◆ Task ◆
Below are the records; restate all of them word for word.

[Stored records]
──────────

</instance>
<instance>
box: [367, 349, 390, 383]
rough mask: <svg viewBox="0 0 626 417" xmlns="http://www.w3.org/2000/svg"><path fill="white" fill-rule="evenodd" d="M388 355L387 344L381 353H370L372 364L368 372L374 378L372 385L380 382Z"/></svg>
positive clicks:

──────────

◆ Exercise solution ◆
</instance>
<instance>
box: [367, 349, 390, 383]
rough mask: <svg viewBox="0 0 626 417" xmlns="http://www.w3.org/2000/svg"><path fill="white" fill-rule="evenodd" d="M388 355L387 344L381 353H370L372 364L368 372L374 378L372 385L380 382Z"/></svg>
positive clicks:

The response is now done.